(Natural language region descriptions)
BEGIN
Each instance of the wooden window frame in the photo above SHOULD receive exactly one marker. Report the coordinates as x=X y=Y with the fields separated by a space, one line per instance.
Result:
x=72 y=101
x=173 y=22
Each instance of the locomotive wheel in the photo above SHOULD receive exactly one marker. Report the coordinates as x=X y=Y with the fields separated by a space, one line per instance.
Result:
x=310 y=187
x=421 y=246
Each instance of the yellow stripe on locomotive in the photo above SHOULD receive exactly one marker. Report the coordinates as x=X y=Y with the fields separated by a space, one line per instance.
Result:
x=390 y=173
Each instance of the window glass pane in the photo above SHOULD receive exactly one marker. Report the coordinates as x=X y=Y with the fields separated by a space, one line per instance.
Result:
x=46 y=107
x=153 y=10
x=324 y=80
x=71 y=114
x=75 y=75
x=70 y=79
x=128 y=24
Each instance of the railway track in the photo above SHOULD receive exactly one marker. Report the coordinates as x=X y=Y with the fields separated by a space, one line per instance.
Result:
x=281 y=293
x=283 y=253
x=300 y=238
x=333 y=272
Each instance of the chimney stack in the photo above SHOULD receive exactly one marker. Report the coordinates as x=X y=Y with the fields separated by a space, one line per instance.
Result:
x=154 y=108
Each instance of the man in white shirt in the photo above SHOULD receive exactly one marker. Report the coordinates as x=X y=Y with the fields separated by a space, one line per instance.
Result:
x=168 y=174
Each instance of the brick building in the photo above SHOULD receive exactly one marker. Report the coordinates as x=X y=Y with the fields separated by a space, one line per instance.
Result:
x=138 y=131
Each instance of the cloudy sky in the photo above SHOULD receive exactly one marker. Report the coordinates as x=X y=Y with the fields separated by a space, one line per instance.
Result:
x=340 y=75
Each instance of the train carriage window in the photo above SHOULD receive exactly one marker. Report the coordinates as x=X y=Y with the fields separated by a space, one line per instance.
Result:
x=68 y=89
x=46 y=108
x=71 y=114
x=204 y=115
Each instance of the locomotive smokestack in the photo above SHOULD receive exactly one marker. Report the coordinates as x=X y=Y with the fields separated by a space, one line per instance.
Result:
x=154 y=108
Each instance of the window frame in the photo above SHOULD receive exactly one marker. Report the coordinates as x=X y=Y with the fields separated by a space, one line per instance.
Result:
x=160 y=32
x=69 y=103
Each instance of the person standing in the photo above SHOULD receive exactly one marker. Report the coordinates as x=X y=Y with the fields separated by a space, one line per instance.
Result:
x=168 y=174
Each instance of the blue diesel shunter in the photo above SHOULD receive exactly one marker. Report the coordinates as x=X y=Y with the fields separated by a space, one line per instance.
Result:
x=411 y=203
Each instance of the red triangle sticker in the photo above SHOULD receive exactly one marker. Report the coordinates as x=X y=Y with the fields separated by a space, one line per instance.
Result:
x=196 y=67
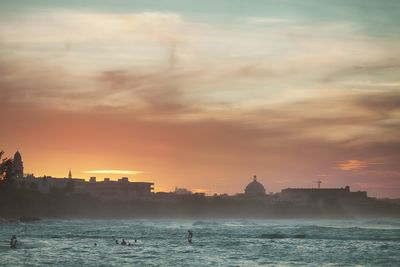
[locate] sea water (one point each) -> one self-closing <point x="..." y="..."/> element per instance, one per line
<point x="52" y="242"/>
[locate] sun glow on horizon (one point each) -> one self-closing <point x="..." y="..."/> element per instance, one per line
<point x="113" y="172"/>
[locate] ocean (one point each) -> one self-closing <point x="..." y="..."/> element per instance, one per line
<point x="163" y="242"/>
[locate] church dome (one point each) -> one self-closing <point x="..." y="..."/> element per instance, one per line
<point x="254" y="188"/>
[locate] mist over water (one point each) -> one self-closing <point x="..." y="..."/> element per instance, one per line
<point x="215" y="243"/>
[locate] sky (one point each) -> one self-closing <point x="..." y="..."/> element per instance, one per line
<point x="205" y="94"/>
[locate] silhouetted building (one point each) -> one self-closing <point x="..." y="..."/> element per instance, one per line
<point x="308" y="195"/>
<point x="182" y="191"/>
<point x="254" y="188"/>
<point x="18" y="166"/>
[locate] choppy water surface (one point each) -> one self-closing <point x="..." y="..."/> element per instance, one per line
<point x="215" y="243"/>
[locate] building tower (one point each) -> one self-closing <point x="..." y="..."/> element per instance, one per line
<point x="18" y="166"/>
<point x="254" y="188"/>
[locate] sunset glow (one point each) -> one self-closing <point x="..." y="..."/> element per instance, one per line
<point x="204" y="96"/>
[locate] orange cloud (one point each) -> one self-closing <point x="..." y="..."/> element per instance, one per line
<point x="353" y="165"/>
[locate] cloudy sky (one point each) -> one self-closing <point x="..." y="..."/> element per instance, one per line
<point x="205" y="94"/>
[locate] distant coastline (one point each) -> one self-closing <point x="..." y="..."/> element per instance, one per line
<point x="27" y="196"/>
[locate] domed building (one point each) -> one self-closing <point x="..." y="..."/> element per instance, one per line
<point x="254" y="188"/>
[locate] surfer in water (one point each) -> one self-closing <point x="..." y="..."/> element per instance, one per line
<point x="13" y="241"/>
<point x="190" y="235"/>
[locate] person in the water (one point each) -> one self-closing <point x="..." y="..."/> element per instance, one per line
<point x="190" y="235"/>
<point x="13" y="241"/>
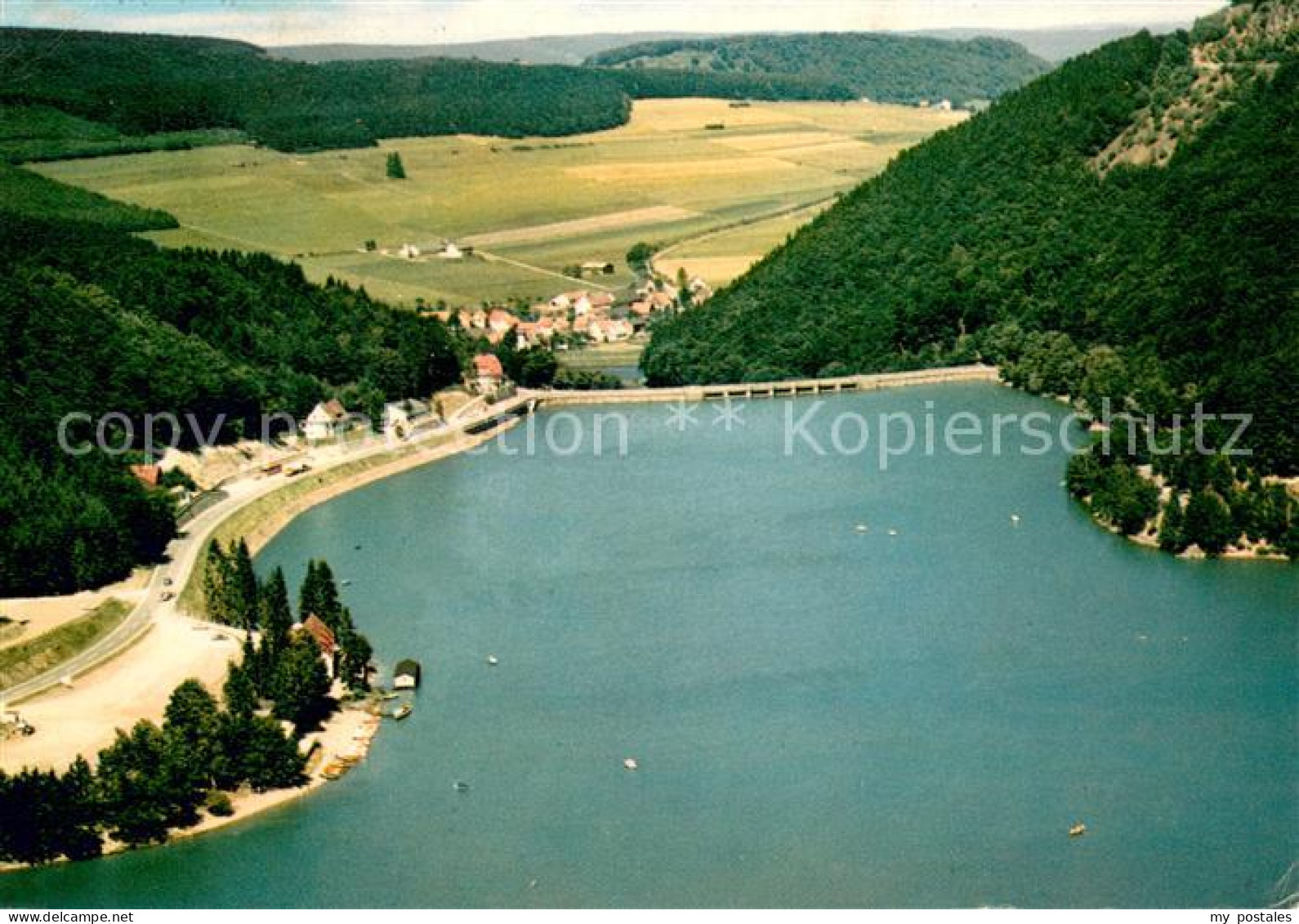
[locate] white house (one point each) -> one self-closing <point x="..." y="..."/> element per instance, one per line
<point x="325" y="422"/>
<point x="402" y="417"/>
<point x="489" y="373"/>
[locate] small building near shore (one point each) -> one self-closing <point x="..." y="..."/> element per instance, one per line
<point x="488" y="374"/>
<point x="147" y="475"/>
<point x="405" y="676"/>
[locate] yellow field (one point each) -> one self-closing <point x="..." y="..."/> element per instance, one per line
<point x="530" y="207"/>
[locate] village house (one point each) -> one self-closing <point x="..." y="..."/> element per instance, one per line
<point x="488" y="374"/>
<point x="325" y="422"/>
<point x="500" y="321"/>
<point x="699" y="290"/>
END
» What the exercise asks
Output the entries above exactly. Do not include the pictures.

» Result
Each instance of the wooden window frame in the photo above SHOULD receive exactly one marker. Report the coordinates as x=X y=Y with the fields separated by a space, one line per instance.
Result:
x=72 y=101
x=173 y=22
Each instance of the locomotive wheel in the photo above SHOULD receive exactly one marker. Report the coordinates as x=X y=Y with the fields separated by a space, one line per instance.
Result:
x=310 y=187
x=421 y=246
Each instance of the yellow stripe on locomotive in the photo above SHOULD receive exactly one marker. Report the coordinates as x=X y=Y with the fields separated by a space, one line per instance.
Result:
x=390 y=173
Each instance of the window glass pane in the photo above SHOULD receive exactly one marker. Report the coordinates as x=X y=Y with the fields separated by a space, one line per instance.
Result:
x=46 y=107
x=153 y=10
x=324 y=80
x=71 y=114
x=75 y=75
x=70 y=79
x=128 y=24
Each instance of the railway track in the photo above SHOULD receive exactly one marker. Report the coordinates as x=X y=Y with the fields separated by a space, one line per instance.
Result:
x=281 y=293
x=283 y=253
x=300 y=238
x=333 y=272
Each instance of the chimney stack in the photo above SHOULD receive exactly one marker. Report the coordinates as x=X y=Y with the fields separated by a space, one line per instance.
Result:
x=154 y=108
Each instance of the man in white shirt in the photo above SHOULD receive exactly one marker. Report the coordinates as x=X y=Y with the fields separated by a space, one line per instance.
Result:
x=168 y=174
Each instance of the brick building in the photo above SHOULD receive exactly one marker. Report the coordinates as x=X y=Y with the fields separated by a space, one line per instance.
Result:
x=138 y=131
Each instance of the cloudy sky in the photo above SHOULD receive exactly one marker. Report the coordinates as x=X y=Y with the fields separated by a space, one line per instance.
Result:
x=340 y=75
Each instance of the train carriage window in the photo above SHOULD receive exactly one marker. Report the coordinates as x=X y=Y with the fields separated by a space, one line per instance.
Result:
x=68 y=89
x=46 y=108
x=71 y=114
x=204 y=115
Each instance of the locomotive smokestack in the photo above SHOULD receive exactly one marker. Report the coordinates as x=X y=Y with the fields separated by a space, one line per instance.
Result:
x=154 y=108
Each instance of the window frame in the photo above SHOULD receive exactly one marker. Report the coordinates as x=X y=Y with the fields separated by a space, one line per instance.
Result:
x=160 y=32
x=69 y=103
Each instance of the person standing in the photo above SHOULD receive exactly one marker. Report the coordinates as x=X y=Y with the fields separated by a space, one line per instance.
Result:
x=168 y=174
Each instance of the blue diesel shunter in the photo above SHOULD receive exactly one marker. Report the coordinates as x=X y=Y with the fields separated by a space, one line per instance.
Result:
x=411 y=203
Each instance of the red triangle sticker in the photo above SHOULD receive exactly one marker. Report the coordinates as x=X y=Y with the fields separated by a space, one line per instance.
Result:
x=196 y=67
[locate] sea water (one point each) -> one self-closing <point x="..." y="..."/> element per instance, one per line
<point x="52" y="242"/>
[locate] sun glow on horizon (one point each) -> one self-closing <point x="..." y="..."/> element per instance, one per line
<point x="113" y="172"/>
[locate] ocean (one point each) -> one self-closing <point x="..." y="..."/> element per instance, one per line
<point x="163" y="242"/>
[locate] church dome (one point each) -> one self-closing <point x="..." y="..."/> element per instance, one per line
<point x="254" y="188"/>
[locate] mist over water (one point each) -> one self-closing <point x="..." y="..."/> element per instance, one per line
<point x="215" y="243"/>
[locate] sky (one point each) -> one self-closing <point x="..." y="..."/> element per instance, one per line
<point x="205" y="94"/>
[locate] silhouetted building (one point each) -> one self-closing <point x="..." y="..."/> element per instance, one per line
<point x="308" y="195"/>
<point x="182" y="191"/>
<point x="254" y="188"/>
<point x="18" y="166"/>
[locate] choppy water surface (one point each) -> one self-closing <point x="..." y="..."/> element per instance, one per line
<point x="215" y="243"/>
[locate] building tower (one point each) -> one self-closing <point x="..." y="..."/> element per instance, one per line
<point x="18" y="166"/>
<point x="254" y="188"/>
[locate] sunset glow (one point each) -> one self-closing <point x="..." y="..."/> element per instance, one per line
<point x="204" y="96"/>
[locate] orange cloud (one point each) -> one self-closing <point x="..." y="..."/> element per instance, one per line
<point x="353" y="165"/>
[locate] cloudy sky (one point each) -> one self-closing <point x="..." y="..."/> element per instance, one per line
<point x="205" y="94"/>
[locate] distant coastline (one point each) -> one self-closing <point x="..." y="..."/> element per instance, one per line
<point x="27" y="196"/>
[locate] domed building (one point each) -> one self-closing <point x="..." y="..."/> element per instance, one per line
<point x="254" y="188"/>
[locate] surfer in water (one point each) -> one self-closing <point x="..." y="..."/> element per instance, one per line
<point x="13" y="241"/>
<point x="190" y="235"/>
[locate] person in the water (one point each) -> one self-closing <point x="..." y="..."/> element per instance, one per line
<point x="190" y="235"/>
<point x="13" y="241"/>
[locate] white house (one point each) -> one self-closing <point x="..." y="..."/> element per instance, one per line
<point x="325" y="422"/>
<point x="402" y="417"/>
<point x="489" y="373"/>
[locate] small building near shore (one point each) -> one self-closing <point x="..." y="..."/> element per instance, one per line
<point x="488" y="374"/>
<point x="147" y="475"/>
<point x="405" y="676"/>
[locate] yellow field (one point each) -> one self-closing <point x="..." y="..."/> element per instance, one per line
<point x="530" y="207"/>
[locate] village house (one point each) -> one self-closing <point x="..." y="..."/> element per instance, one per line
<point x="488" y="374"/>
<point x="325" y="422"/>
<point x="500" y="321"/>
<point x="699" y="290"/>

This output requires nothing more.